◆ **Assignment**: Write the data out again, word for word.
--- Material for the task Enclosed Below ---
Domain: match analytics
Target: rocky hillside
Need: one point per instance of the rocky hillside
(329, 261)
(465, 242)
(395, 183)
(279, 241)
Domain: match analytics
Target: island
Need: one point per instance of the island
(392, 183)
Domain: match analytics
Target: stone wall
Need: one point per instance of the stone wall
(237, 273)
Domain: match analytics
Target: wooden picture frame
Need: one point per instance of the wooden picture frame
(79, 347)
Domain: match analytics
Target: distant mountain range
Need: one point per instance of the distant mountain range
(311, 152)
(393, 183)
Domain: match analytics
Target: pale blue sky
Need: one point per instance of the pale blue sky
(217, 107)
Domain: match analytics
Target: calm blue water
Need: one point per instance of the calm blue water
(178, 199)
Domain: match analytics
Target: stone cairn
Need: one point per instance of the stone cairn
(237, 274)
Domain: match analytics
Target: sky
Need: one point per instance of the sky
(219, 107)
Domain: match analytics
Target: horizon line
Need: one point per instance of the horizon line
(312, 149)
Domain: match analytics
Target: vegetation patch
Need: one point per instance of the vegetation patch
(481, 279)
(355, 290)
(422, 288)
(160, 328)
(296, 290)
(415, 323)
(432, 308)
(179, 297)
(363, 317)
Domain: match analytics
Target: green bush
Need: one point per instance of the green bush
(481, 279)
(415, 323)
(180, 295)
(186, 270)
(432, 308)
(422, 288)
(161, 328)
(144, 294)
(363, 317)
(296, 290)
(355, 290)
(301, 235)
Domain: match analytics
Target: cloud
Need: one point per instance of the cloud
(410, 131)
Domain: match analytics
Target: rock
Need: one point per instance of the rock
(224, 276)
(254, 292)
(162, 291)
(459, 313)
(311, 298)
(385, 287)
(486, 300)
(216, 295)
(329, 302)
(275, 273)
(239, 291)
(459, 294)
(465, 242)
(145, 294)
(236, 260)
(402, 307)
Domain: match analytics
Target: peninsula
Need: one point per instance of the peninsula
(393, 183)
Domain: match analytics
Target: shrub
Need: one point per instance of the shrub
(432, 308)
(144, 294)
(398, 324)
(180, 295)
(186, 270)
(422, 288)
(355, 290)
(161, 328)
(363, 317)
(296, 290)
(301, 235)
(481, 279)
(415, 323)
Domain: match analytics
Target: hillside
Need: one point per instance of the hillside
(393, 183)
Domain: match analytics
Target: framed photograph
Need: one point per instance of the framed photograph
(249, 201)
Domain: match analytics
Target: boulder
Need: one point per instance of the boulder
--- End of Enclosed Material for the task ---
◆ **Answer below**:
Domain: match analytics
Target: rocky hillside
Need: one point per instance of the rocky hillside
(329, 261)
(465, 242)
(395, 183)
(279, 241)
Domain: match analytics
Target: island
Need: one point per instance of the island
(392, 183)
Domain: match analytics
Target: stone wall
Need: one point per instance of the stone wall
(237, 273)
Domain: match analytics
Target: wooden picture frame
Need: one point per instance of the wooden picture frame
(79, 347)
Domain: match analytics
Target: distant mountain range
Need: one point per instance of the distant mountain range
(311, 152)
(393, 183)
Domain: match analytics
Target: pale blue sky
Need: one point per instance of the pale blue sky
(217, 107)
Domain: match analytics
Target: calm blue water
Need: one point per instance of the calm blue water
(178, 199)
Domain: match analytics
Target: stone cairn
Need: one point per instance of the stone cairn
(237, 274)
Domain: match analytics
Target: sky
Need: one point per instance of the sky
(219, 107)
Domain: match analytics
Target: horizon line
Need: one point per instance of the horizon line
(312, 149)
Domain: match analytics
Target: vegetation patch
Need: one point per instance of the vegetation patch
(481, 279)
(355, 290)
(422, 288)
(160, 328)
(296, 290)
(415, 323)
(432, 308)
(179, 297)
(363, 317)
Domain: match analytics
Target: green bush
Need: one point per instance of the green bush
(481, 279)
(415, 323)
(180, 295)
(186, 270)
(432, 308)
(422, 288)
(161, 328)
(144, 294)
(363, 317)
(296, 290)
(355, 290)
(301, 235)
Domain: match analytics
Target: cloud
Need: one point per instance of the cloud
(410, 131)
Domain: match analytics
Target: rock
Need: one point per instance of the rock
(224, 276)
(254, 292)
(162, 291)
(459, 313)
(311, 298)
(385, 287)
(486, 300)
(216, 295)
(329, 302)
(275, 273)
(239, 291)
(459, 294)
(465, 242)
(145, 294)
(236, 260)
(402, 307)
Domain: match analytics
Target: peninsula
Need: one point per instance of the peninsula
(393, 183)
Domain: match analytics
Target: shrub
Need: one point per instance of the shrub
(432, 308)
(144, 294)
(398, 324)
(180, 295)
(186, 270)
(422, 288)
(355, 290)
(161, 328)
(363, 317)
(296, 290)
(301, 235)
(481, 279)
(415, 323)
Domain: match analytics
Target: hillside
Need: one point per instance of the hillside
(393, 183)
Domain: match analytics
Target: framed photograph
Need: one point per instance of the framed photograph
(249, 201)
Domain: match analytics
Target: boulder
Need: one point per instance of the boulder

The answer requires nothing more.